Copy out the lines below word for word, all the way to the last one. Leave out the pictures.
##############################
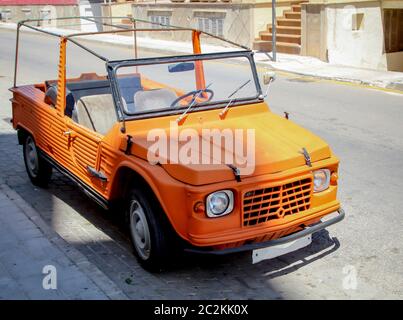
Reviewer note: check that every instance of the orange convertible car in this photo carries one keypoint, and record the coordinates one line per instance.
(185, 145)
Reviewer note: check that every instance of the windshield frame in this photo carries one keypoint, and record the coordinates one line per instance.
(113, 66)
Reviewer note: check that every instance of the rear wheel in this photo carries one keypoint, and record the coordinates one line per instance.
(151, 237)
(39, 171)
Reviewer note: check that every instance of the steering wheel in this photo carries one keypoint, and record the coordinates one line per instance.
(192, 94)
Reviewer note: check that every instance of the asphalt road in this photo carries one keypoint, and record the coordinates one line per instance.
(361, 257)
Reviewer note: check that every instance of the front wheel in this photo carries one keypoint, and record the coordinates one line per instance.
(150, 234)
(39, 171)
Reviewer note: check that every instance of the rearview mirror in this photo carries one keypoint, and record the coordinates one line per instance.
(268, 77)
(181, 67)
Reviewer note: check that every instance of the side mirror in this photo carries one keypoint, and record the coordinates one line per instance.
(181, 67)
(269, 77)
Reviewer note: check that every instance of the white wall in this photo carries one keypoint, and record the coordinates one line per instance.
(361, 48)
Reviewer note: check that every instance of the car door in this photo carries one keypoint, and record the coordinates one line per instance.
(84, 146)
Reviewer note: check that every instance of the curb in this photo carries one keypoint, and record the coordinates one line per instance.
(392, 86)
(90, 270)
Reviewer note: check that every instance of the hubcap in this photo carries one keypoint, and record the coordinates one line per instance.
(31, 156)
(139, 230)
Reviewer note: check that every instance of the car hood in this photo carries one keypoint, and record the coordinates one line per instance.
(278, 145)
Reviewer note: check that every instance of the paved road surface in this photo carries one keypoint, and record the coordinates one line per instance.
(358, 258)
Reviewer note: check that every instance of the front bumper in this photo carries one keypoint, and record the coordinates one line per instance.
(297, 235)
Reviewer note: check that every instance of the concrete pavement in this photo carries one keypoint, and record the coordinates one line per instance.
##############################
## Written response:
Reviewer note: check that every instance of the orange convertible car in this photo carries one keypoint, and record the coordinates one line per instance.
(185, 145)
Reviewer note: check that every instance of the windshield frame in this photo carries one keypoint, and record the coordinates one line per instance.
(113, 66)
Reviewer note: check that every instance of the rear wheel in this photo carries one keypoint, and record the coordinates one line per instance.
(151, 237)
(39, 171)
Reviewer note: check that every instance of the steering wheel in this photo carries one keypoint, and record the coordinates one line per instance.
(192, 94)
Reviewer note: check that every instance of the asphalt road in this photo carries one keypoint, and record the coordinates one line per instance.
(361, 257)
Reviewer note: check that every instance of the front wheel in this photo carries one keypoint, and record the coordinates one line per instance.
(150, 234)
(39, 171)
Reviewer note: check that every instance of the rearview mirror in this photo carries one keypoint, and record the coordinates one line per instance.
(268, 77)
(181, 67)
Reviewer note: check that every instance of the side mirror in this photo carries one keypoint, and record the coordinates one line per instance.
(181, 67)
(269, 77)
Reviewer note: check that every instance of the white wall in this photo carries one keypoint, and record the coordinates one line per instance.
(361, 48)
Reviewer note: check that every instance of the car door in this photo carries one keypoint, and record the coordinates one line per instance.
(84, 146)
Reviewer note: check that every instance of the curb in this photo carries one keypoint, and record the coordinates one line per instance.
(392, 86)
(90, 270)
Reviewer note: check that every instance of the hubcap in this photo carries one keypoint, and record the coordinates one line per instance.
(31, 156)
(139, 230)
Reviewer note: check that every instance of the car hood in this photo carries one keypoint, and record the coordinates one line per instance.
(278, 145)
Reviewer note: check that every instance of the paved road surface in this photo carries one keypoint, and record the coordinates one line per instance.
(358, 258)
Reviewer note: check that every instance of the front bumper in this photo carries one keypoint, and record the coordinates one line per instance.
(297, 235)
Reviewer note: check that every instance of the concrete pavement in this photo carries one keypoint, and record the coordinates one line per instance.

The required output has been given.